Your result will be the set of lines with "ceramic", copied from the material below.

Extracted records:
______________________________

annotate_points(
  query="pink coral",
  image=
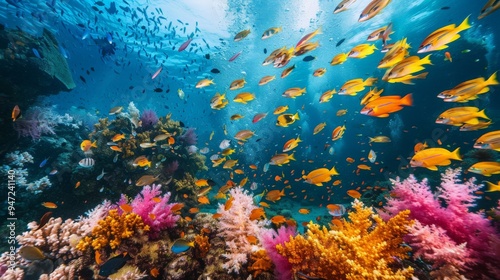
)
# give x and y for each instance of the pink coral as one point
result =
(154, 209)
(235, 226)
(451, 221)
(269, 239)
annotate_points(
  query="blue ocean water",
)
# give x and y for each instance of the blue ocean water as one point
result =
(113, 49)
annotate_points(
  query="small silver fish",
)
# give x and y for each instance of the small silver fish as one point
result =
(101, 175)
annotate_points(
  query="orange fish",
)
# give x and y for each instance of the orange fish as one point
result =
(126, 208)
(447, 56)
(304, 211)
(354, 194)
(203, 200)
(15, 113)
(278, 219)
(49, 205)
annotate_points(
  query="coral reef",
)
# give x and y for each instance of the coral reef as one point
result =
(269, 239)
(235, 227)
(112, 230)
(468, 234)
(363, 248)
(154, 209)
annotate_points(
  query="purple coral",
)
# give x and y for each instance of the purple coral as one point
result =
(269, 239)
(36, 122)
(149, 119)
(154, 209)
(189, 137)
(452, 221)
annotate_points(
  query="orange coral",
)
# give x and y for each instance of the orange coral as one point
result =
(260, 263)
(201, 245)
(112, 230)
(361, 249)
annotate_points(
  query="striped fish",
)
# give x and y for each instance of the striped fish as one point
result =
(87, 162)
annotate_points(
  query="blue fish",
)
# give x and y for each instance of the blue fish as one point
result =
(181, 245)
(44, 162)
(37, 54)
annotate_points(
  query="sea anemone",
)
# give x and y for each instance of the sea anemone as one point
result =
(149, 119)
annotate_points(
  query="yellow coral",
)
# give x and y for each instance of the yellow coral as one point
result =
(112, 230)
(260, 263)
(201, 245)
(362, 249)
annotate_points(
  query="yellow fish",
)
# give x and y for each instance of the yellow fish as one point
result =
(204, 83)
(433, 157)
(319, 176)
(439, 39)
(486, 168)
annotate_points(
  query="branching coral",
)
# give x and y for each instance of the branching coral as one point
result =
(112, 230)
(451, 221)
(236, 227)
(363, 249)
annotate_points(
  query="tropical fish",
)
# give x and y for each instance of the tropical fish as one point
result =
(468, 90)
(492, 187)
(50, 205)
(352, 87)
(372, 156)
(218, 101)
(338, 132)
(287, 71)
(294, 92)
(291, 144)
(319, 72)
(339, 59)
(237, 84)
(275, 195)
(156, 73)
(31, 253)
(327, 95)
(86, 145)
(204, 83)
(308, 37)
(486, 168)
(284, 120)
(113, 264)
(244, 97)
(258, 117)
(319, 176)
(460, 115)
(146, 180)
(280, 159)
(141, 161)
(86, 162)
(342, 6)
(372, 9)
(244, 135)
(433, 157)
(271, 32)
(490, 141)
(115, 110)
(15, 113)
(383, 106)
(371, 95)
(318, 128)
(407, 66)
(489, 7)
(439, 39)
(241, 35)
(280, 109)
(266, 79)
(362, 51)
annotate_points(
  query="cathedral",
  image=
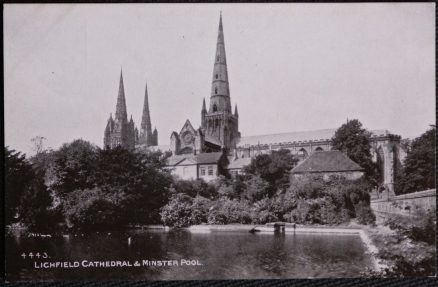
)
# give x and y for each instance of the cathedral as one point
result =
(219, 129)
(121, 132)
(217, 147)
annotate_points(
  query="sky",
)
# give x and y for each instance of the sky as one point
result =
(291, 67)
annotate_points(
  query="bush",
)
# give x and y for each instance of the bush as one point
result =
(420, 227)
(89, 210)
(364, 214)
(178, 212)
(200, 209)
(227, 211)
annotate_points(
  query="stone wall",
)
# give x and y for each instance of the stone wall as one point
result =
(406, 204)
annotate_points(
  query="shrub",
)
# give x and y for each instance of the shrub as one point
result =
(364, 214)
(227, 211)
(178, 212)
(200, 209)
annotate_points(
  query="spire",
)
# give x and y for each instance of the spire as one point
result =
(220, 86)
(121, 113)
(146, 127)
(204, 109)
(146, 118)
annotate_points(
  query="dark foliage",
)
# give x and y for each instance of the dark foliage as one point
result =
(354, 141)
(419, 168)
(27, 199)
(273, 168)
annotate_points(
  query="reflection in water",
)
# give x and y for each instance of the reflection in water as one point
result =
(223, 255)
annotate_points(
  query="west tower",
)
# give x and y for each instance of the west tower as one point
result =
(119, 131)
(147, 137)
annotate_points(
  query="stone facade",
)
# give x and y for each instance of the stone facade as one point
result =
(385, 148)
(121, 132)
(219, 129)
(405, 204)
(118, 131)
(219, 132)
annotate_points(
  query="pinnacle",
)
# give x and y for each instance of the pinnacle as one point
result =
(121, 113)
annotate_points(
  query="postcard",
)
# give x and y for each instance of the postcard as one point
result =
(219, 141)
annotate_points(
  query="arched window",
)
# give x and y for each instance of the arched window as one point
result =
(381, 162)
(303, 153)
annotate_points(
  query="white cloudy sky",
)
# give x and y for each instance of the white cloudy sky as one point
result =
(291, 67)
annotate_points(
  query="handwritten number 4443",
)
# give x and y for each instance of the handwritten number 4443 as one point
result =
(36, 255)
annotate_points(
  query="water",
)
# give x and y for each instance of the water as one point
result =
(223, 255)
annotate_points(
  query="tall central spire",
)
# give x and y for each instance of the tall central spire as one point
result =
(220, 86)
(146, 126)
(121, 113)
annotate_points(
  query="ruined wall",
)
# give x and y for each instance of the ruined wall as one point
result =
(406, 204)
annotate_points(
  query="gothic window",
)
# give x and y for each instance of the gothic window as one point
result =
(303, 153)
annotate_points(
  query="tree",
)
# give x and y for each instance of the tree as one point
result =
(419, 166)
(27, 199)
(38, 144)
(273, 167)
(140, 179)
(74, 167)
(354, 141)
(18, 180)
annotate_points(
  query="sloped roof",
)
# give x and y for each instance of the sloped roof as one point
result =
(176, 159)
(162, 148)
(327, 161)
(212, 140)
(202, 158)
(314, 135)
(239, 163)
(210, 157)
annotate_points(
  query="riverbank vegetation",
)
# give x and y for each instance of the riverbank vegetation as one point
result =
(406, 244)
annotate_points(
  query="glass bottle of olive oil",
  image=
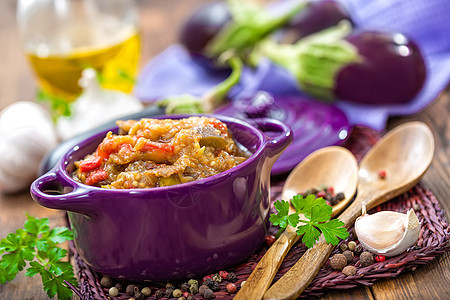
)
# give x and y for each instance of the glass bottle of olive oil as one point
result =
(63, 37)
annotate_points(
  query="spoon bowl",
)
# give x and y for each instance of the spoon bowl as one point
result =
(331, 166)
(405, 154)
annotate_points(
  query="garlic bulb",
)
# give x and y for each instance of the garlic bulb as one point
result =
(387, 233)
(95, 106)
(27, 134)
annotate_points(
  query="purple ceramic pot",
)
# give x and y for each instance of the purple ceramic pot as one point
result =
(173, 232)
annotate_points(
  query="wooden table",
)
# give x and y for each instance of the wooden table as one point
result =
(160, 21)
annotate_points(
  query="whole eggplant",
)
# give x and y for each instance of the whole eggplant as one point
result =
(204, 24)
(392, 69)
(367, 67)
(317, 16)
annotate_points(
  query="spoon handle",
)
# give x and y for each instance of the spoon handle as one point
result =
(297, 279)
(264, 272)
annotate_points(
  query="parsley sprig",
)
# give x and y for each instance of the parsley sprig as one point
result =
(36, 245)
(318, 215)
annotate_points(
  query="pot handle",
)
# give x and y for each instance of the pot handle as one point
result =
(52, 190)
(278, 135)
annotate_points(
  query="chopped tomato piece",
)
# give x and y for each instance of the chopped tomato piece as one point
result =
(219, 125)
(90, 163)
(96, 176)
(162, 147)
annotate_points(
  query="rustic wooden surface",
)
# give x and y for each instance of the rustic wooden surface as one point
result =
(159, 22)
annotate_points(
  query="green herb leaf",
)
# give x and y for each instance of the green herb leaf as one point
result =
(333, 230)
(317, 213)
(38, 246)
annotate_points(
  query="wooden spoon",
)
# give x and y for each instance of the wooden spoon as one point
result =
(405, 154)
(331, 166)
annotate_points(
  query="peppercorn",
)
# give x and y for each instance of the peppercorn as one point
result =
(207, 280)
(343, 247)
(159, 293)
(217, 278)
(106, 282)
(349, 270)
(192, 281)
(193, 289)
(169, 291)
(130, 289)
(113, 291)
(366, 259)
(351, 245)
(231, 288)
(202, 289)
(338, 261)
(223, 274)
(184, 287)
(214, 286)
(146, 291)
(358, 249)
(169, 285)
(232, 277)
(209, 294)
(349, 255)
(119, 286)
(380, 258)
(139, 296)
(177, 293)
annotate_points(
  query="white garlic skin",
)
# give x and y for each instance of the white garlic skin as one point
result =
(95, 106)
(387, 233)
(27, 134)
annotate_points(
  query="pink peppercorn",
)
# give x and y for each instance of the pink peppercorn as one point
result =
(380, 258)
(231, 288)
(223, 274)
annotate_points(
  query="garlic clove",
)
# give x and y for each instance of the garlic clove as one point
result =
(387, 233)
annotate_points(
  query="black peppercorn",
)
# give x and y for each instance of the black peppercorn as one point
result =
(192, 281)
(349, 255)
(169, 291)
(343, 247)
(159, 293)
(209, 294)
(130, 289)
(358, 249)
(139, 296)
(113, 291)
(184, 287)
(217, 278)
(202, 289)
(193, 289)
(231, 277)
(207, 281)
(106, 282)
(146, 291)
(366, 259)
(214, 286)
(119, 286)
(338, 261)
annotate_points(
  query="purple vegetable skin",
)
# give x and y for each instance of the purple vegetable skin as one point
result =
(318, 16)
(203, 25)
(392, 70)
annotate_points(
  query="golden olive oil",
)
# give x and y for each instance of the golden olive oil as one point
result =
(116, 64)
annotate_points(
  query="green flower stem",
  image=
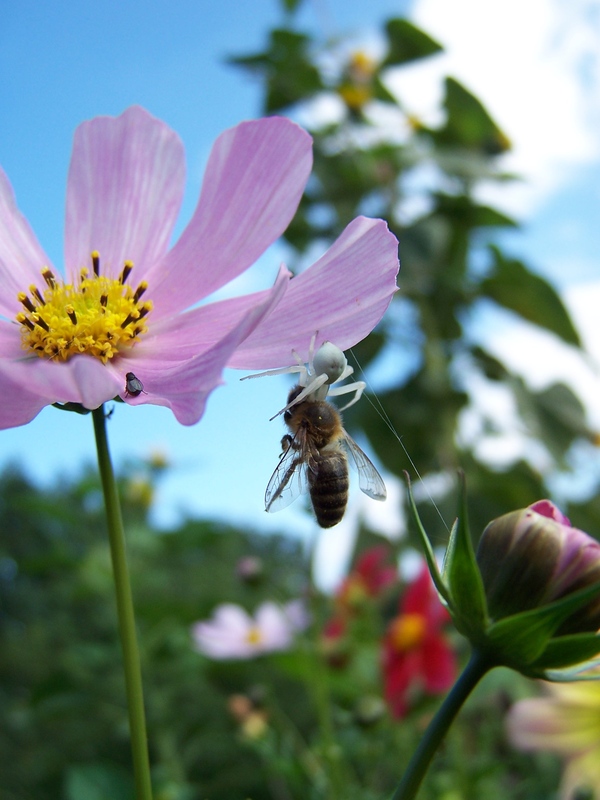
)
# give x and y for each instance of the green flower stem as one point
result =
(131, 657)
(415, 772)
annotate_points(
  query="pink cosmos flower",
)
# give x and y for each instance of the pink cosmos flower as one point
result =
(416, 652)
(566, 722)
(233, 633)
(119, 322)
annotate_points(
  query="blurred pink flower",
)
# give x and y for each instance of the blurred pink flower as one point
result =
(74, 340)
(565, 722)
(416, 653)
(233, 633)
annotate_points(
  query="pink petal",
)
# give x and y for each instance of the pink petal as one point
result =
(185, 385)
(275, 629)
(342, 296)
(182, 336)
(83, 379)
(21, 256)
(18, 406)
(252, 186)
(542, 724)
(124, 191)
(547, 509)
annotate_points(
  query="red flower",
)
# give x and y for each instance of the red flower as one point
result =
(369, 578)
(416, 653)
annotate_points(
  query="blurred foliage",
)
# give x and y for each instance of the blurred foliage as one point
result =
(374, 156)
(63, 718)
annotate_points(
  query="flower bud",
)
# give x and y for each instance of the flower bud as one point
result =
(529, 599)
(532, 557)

______________________________

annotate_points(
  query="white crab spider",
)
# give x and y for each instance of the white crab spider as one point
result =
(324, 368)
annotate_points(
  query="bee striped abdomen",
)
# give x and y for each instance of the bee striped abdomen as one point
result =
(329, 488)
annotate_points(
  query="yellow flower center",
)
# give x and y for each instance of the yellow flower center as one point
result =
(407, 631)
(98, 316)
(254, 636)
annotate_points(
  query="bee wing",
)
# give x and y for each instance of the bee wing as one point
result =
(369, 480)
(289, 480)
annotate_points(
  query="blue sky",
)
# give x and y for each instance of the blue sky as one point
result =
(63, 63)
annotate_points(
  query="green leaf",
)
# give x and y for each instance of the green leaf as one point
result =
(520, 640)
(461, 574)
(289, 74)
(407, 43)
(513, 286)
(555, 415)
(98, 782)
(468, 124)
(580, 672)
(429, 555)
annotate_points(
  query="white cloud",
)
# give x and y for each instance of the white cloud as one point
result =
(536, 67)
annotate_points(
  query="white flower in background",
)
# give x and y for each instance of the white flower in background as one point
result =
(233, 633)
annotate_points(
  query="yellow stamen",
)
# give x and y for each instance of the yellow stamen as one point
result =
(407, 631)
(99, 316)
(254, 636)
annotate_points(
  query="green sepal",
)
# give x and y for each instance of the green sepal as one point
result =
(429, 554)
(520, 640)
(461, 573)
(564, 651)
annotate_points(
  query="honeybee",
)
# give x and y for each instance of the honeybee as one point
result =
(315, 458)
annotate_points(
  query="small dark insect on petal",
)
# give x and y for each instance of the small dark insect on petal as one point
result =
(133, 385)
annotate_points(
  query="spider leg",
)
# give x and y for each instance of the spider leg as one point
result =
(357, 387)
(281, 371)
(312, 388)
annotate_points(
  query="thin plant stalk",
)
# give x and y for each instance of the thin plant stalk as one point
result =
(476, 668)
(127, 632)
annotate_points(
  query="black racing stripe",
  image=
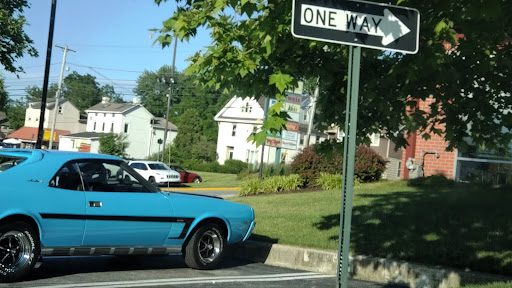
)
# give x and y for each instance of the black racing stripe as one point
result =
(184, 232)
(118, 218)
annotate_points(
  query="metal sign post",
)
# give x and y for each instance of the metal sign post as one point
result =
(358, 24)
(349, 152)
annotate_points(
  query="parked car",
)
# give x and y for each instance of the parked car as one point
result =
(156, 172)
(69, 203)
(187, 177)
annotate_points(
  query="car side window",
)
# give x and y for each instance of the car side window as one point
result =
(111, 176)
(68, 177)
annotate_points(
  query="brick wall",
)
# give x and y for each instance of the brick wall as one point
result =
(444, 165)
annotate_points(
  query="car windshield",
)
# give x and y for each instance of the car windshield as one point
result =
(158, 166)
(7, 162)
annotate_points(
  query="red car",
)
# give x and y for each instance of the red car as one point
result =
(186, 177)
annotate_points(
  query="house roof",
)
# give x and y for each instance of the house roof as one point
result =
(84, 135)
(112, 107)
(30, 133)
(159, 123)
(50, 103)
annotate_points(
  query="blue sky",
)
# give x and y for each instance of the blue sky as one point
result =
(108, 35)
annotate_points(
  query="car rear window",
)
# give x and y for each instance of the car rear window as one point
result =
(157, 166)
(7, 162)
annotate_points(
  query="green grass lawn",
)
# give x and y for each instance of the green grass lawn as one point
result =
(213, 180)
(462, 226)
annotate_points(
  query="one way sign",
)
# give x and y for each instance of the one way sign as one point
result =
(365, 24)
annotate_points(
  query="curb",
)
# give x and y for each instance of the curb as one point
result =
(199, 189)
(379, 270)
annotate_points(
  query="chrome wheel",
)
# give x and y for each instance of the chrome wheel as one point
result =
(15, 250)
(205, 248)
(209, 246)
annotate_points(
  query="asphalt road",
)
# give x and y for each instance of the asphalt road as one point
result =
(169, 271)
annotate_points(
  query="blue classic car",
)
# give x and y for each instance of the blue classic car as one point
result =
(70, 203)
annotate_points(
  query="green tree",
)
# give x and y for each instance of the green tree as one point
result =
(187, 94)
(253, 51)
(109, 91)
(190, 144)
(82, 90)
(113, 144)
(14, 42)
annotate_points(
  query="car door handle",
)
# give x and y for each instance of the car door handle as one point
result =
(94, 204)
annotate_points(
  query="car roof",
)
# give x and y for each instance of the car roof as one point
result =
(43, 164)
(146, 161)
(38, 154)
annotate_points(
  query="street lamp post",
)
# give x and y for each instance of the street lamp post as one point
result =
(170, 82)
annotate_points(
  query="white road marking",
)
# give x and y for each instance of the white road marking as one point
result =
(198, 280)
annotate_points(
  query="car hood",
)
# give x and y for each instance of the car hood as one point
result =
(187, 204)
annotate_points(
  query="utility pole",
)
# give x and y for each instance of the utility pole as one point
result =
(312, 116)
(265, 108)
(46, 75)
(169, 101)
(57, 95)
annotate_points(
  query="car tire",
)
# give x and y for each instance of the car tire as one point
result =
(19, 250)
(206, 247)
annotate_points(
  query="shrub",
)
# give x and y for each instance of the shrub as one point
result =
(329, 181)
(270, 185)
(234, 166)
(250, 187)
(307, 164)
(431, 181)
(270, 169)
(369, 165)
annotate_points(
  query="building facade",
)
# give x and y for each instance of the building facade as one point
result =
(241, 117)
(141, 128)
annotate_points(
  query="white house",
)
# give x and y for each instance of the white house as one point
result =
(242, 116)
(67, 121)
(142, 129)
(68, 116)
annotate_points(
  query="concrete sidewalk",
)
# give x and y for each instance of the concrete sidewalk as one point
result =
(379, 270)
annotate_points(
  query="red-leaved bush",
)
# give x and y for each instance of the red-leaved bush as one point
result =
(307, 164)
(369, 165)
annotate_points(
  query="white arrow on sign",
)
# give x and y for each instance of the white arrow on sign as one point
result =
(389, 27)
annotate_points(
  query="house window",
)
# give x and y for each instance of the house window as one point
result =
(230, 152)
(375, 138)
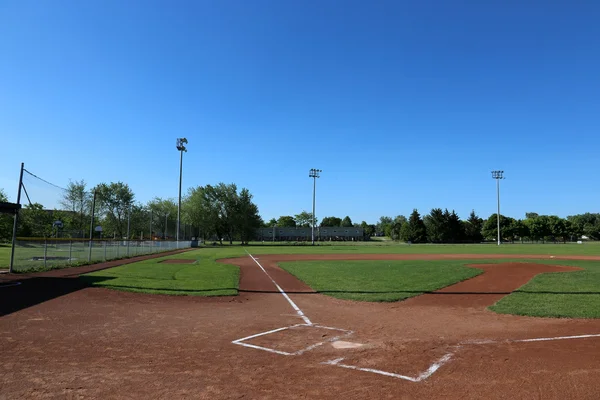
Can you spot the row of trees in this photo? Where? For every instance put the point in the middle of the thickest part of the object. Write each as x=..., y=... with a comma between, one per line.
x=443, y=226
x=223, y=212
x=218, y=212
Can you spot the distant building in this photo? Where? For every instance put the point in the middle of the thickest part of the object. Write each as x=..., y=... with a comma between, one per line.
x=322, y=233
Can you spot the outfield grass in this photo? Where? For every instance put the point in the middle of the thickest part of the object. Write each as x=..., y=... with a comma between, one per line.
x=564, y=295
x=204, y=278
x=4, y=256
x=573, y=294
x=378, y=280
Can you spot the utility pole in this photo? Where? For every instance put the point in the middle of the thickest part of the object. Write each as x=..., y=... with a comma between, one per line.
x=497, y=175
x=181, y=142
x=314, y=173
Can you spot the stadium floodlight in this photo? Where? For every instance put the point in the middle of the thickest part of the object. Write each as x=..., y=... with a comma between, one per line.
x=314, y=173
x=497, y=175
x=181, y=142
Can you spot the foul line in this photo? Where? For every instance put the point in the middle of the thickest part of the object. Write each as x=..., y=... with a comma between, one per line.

______________________________

Answer to this exercise:
  query="purple ceramic pot",
# give x and y for each instance of the purple ceramic pot as one point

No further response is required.